▶ Selected excerpt:
▽

Monday, February 11, 2008

Clearing the Air


It isn’t pollution that’s harming the environment. It’s the impurities in our air and water that are doing it. – Dan Quayle

Naomi and I were up early this Monday morning to pack her lunchbox and prattle a little bit about our day. She had a book to read me for extra credit. Music class, always a favorite in her heart and mind, was a mentionable item on the agenda today as well. I made a brief comment that most of my day would be consumed by air quality issues. Naomi has a visual reference for the emission stacks at my workplace. She knows we have to be careful what, and how much goes up those stacks. It’s a basic understanding of what goes up comes down eventually.

I'll digress here, though I didn't this morning, to be a complete bore amongst adults and provide a level of detail unfit for my kid. My Monday was consumed by a decision handed down by the Federal court last Friday. The court essentially scrapped the EPA Mercury rules, affectionately know as CAMR which I would decode as an acronym but life too short to spend bogged down in obscure references, which puts the EPA and regulated community back to the drawing board on mercury.

△

▶ Available data:

▽

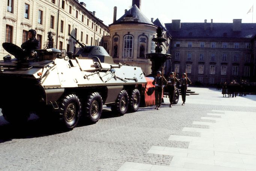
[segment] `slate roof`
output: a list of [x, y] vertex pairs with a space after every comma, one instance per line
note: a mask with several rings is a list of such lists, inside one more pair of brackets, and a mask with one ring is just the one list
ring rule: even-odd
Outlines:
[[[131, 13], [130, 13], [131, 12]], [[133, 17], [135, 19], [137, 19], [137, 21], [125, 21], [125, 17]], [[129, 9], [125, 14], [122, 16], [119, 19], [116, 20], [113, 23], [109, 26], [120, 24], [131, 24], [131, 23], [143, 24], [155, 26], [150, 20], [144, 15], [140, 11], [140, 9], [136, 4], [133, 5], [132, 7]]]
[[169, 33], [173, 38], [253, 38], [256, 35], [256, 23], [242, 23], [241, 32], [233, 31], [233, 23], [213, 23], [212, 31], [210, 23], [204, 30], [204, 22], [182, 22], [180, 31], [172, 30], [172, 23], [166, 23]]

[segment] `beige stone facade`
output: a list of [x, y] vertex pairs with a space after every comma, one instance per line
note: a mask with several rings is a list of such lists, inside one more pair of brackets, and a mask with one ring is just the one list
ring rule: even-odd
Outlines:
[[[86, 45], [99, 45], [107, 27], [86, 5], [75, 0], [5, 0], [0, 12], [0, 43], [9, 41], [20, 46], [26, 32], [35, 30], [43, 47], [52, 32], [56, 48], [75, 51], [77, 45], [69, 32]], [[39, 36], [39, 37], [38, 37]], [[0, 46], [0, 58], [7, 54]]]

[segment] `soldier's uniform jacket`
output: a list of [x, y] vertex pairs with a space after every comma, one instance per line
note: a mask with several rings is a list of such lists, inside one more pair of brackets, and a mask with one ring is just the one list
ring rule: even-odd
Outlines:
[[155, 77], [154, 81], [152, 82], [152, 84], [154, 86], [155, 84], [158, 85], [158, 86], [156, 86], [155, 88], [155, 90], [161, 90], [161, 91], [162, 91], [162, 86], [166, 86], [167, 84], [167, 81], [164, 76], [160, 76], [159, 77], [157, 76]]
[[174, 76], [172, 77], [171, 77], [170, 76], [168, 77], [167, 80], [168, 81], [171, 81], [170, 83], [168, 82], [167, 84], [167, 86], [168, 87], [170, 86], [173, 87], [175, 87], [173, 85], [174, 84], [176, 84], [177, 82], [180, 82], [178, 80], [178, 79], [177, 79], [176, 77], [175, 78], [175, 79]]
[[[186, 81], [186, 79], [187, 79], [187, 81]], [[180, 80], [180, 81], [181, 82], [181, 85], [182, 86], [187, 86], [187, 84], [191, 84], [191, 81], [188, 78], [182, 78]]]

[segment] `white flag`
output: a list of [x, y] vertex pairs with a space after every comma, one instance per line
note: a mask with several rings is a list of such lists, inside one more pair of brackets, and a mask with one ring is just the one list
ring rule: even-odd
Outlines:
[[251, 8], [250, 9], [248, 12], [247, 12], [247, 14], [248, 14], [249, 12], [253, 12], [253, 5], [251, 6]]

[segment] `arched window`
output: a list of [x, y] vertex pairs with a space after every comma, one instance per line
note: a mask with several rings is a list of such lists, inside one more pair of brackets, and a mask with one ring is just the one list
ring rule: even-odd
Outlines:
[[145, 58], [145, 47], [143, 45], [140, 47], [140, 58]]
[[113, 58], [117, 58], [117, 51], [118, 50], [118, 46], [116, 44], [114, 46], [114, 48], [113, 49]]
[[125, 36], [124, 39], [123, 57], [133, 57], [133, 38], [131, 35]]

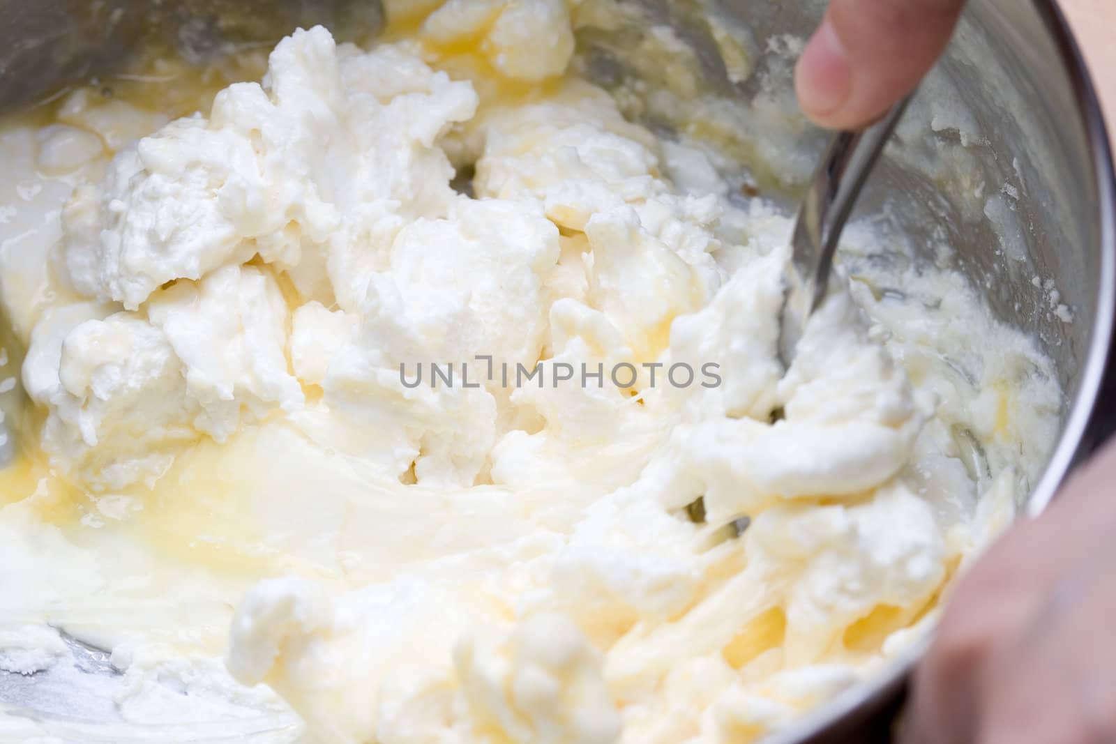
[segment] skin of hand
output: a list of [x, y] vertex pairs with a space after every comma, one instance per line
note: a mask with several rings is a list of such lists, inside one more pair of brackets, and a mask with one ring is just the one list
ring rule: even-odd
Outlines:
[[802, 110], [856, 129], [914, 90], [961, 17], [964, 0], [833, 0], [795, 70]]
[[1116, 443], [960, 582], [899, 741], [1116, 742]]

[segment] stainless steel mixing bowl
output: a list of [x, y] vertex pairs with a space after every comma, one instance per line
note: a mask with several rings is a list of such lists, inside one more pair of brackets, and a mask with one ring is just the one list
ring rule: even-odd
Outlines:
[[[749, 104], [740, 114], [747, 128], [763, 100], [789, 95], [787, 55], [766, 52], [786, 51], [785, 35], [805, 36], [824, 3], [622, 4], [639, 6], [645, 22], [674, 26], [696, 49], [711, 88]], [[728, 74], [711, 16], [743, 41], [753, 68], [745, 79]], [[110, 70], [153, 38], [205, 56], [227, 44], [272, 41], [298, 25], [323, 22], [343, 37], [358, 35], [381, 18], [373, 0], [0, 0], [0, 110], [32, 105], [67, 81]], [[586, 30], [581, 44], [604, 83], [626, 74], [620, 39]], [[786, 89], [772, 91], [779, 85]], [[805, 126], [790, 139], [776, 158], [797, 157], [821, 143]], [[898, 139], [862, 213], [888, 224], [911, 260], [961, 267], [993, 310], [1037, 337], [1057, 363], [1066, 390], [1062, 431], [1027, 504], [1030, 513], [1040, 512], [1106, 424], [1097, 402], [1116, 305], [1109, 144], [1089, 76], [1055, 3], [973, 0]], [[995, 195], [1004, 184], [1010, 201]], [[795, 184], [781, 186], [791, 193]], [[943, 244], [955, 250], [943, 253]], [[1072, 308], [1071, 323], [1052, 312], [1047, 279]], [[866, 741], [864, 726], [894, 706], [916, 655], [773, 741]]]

△
▽

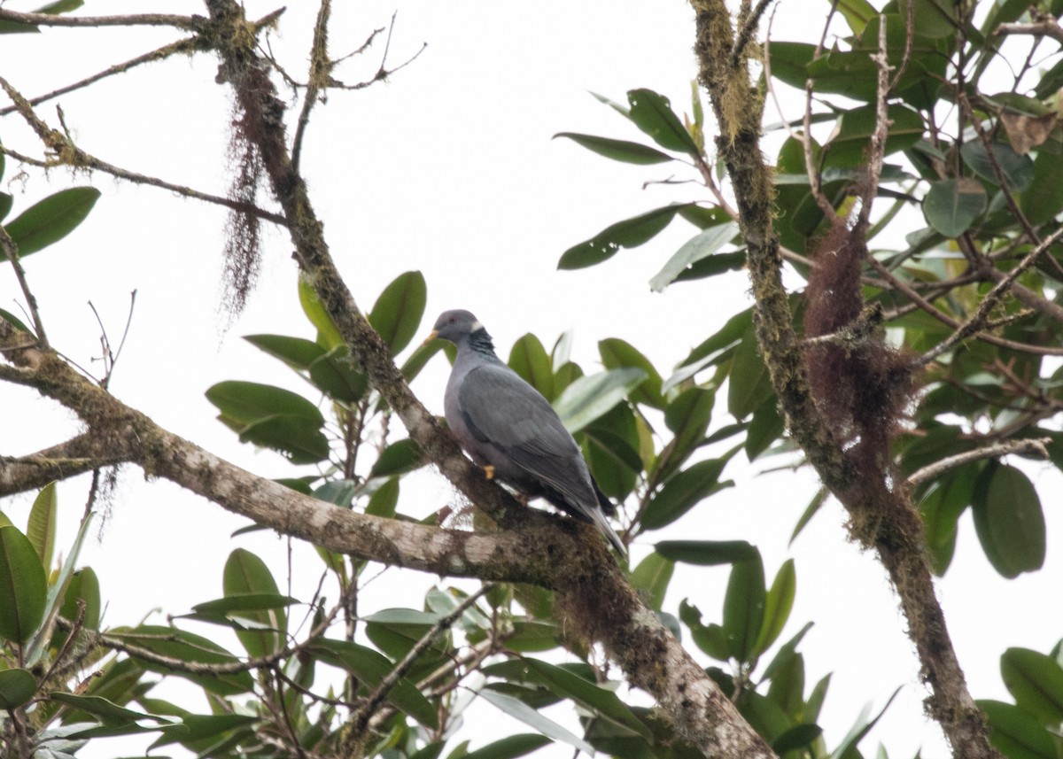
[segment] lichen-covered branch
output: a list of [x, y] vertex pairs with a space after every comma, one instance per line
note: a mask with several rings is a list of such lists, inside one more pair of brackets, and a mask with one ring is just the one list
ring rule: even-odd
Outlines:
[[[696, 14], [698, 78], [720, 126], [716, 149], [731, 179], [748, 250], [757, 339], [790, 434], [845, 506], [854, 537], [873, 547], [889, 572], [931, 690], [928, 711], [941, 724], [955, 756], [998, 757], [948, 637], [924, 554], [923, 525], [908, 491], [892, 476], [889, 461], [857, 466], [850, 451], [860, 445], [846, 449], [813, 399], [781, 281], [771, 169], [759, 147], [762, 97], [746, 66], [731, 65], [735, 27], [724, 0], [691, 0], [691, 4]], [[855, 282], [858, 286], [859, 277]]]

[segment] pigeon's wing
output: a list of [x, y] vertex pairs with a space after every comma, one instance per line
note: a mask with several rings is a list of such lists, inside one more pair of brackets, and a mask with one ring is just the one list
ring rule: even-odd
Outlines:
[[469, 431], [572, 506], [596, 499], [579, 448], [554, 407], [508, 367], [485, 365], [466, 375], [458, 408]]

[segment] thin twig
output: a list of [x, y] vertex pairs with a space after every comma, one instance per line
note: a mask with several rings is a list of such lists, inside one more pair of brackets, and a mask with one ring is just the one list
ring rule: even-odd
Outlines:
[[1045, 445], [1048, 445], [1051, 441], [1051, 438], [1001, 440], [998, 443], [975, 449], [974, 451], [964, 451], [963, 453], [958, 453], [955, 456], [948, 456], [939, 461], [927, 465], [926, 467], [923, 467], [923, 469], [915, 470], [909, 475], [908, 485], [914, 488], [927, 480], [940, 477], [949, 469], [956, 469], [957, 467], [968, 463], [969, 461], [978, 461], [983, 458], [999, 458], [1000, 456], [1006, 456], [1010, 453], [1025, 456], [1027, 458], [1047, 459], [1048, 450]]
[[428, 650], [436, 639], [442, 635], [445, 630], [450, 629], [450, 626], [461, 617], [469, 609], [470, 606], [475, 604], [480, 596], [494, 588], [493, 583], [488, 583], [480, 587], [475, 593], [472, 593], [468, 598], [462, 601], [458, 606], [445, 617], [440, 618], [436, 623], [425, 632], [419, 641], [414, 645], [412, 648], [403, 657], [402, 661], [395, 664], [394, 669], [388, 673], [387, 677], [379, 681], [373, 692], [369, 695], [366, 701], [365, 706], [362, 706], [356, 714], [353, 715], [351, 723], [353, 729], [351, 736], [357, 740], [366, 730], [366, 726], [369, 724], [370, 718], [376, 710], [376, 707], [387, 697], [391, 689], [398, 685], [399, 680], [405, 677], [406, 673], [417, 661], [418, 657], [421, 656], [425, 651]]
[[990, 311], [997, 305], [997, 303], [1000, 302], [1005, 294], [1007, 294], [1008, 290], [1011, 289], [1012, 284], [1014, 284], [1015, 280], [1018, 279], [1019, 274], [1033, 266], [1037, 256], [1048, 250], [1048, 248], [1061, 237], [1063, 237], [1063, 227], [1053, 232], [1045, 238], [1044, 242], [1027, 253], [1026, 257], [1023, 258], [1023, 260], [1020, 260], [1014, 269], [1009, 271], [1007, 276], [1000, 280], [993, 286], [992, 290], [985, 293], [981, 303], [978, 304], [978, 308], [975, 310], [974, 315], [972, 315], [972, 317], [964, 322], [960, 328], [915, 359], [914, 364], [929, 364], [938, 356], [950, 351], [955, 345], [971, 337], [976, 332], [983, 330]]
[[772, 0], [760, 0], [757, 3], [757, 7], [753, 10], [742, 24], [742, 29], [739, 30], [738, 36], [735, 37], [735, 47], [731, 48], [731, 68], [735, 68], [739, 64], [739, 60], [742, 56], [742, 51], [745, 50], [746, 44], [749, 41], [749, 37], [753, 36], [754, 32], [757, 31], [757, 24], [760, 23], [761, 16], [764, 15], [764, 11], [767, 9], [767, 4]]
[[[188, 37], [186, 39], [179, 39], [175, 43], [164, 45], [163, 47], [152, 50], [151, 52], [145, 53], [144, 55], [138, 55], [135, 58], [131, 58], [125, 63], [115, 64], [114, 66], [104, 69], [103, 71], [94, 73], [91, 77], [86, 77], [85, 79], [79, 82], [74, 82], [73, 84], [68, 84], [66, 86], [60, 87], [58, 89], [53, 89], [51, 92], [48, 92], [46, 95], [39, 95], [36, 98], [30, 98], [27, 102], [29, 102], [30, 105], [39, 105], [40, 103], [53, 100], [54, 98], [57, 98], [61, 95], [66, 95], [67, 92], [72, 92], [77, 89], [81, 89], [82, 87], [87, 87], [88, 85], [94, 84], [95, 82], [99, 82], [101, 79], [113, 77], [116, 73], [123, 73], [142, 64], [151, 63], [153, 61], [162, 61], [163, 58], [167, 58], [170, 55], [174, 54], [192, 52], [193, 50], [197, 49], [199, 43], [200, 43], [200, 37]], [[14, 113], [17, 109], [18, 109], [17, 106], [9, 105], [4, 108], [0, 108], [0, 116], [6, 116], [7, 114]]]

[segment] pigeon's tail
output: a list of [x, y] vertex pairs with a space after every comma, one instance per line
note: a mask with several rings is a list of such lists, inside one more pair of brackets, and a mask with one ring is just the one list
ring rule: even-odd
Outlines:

△

▶ Action item A: Rewrite the stretch of the Clearing the Air post from "Clearing the Air" through "comes down eventually.", changing "stacks" to "chimneys".
▶ Action item B: According to the Clearing the Air post, when did the Federal court hand down the decision that consumed the writer's Monday?

▶ Task solution A:
Clearing the Air


It isn’t pollution that’s harming the environment. It’s the impurities in our air and water that are doing it. – Dan Quayle

Naomi and I were up early this Monday morning to pack her lunchbox and prattle a little bit about our day. She had a book to read me for extra credit. Music class, always a favorite in her heart and mind, was a mentionable item on the agenda today as well. I made a brief comment that most of my day would be consumed by air quality issues. Naomi has a visual reference for the emission chimneys at my workplace. She knows we have to be careful what, and how much goes up those chimneys. It’s a basic understanding of what goes up comes down eventually.

▶ Task solution B: Last Friday.